» **What to do**
- a) In the court opinion excerpt, what kinds of words does the court call ordinarily not actionable?
- b) Pick up the court opinion excerpt after its final sentence and carry it forward.

» **Supplied passage**
══════════
The Court of Appeals was of the opinion that if the instant action were treated as one for slander the trial court’s disposition of it was correct, and the Court of Appeals stated:

“While it is alleged that from the verbal assault defendant is said to have committed upon plaintiff, great emotional disturbance and bodily harm resulted to her, it is not claimed that she sustained any loss or damage in the estimation of those who heard it, or even those who may have heard of it.”

However, the Court of Appeals, in its opinion, said that under the liberal construction to be given our procedural law, the plaintiff has the right to go to the jury on any basis which the facts alleged permit; and that the physical condition of the plaintiff, known to the defendant, gave rise to the hazard of an emotional disturbance and bodily injury to her nerves, which disturbance and injury the petition alleges she experienced and which, it is alleged, defendant must well have anticipated from his conduct.

It is axiomatic that opprobrious epithets, even if malicious, profane and in public, are ordinarily not actionable. There is no right to recover for bad manners. But it is contended here that plaintiff has the right to recover because defendant was aware of her physical condition and designed to use the language *306 he did for the purpose of hurting her and causing her physical injury, and his remarks did cause her physical injury.! There can be no doubt that personal injury may be produced through emotional or mental disturbance caused by fright, terror, shock and other similar experiences, and there likewise can be no doubt that in proper cases pecuniary damages may be recovered for nervous shock and emotional disturbance and injuries directly resulting therefrom.
══════════
[Excerpts of location labeling data]
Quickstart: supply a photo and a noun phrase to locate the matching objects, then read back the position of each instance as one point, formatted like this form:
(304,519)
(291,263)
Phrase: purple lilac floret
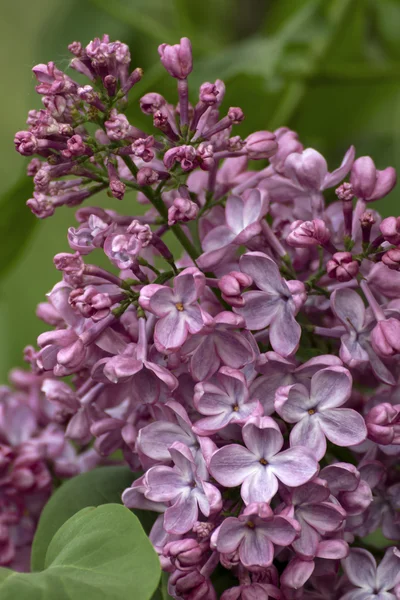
(251,378)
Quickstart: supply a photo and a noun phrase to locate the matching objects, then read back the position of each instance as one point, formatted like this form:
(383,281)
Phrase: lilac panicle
(251,379)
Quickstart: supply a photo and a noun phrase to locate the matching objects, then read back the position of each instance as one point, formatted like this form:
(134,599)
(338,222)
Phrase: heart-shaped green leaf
(100,486)
(17,222)
(100,553)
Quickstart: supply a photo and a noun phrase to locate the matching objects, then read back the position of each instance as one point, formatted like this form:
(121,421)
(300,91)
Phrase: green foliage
(101,486)
(17,223)
(98,554)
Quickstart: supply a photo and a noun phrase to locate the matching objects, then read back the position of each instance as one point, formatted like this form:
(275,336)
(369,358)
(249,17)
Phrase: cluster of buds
(253,379)
(33,450)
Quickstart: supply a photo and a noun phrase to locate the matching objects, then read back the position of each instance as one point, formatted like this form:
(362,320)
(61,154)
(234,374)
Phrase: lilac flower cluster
(254,379)
(33,453)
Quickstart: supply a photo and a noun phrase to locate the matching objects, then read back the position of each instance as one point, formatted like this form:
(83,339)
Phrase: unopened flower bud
(308,233)
(235,115)
(182,209)
(151,103)
(25,143)
(234,282)
(205,156)
(142,232)
(72,264)
(185,155)
(146,176)
(383,424)
(261,144)
(385,337)
(208,93)
(288,142)
(177,59)
(298,291)
(342,266)
(345,192)
(143,148)
(368,182)
(391,259)
(186,553)
(390,229)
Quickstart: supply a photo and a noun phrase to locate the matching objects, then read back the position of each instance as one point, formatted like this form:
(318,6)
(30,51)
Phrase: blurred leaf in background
(328,68)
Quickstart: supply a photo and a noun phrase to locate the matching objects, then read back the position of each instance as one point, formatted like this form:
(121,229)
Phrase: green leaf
(98,554)
(100,486)
(162,590)
(17,222)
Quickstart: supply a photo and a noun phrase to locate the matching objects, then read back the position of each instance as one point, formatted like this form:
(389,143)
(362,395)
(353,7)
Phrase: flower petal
══════════
» **Responses**
- a) Opprobrious epithets, even if malicious, profane and in public.

- b)
Where one is in a situation in which he is entitled to protection from another, such as would be due to a guest from an innkeeper, to a patron from a theater, or to a passenger from a common carrier, he may recover for any injuries, including fright and terror, which result from a wilful breach of duty, insult or unlawful treatment. Cincinnati Northern Traction Co. v. Rosnagle, an Infant, 84 Ohio St., 310, 95 N. E., 884, 35 L. R. A. (N. S.), 1030, Ann. Cas. 1912C, 639.

The weight of authority seems to be, and certainly it is the rule in Ohio, that there is no liability for merely negligent acts which cause fright or shock unaccompanied by contemporaneous physical injury, even though subsequent illness results, where the negligent acts complained of are neither wilful nor malicious. Miller v. Baltimore & Ohio Southwestern Rd. Co., 78 Ohio St., 309, 85 N. E., 499, 125 Am. St. Rep., 699, 18 L. R. A. (N. S.), 949.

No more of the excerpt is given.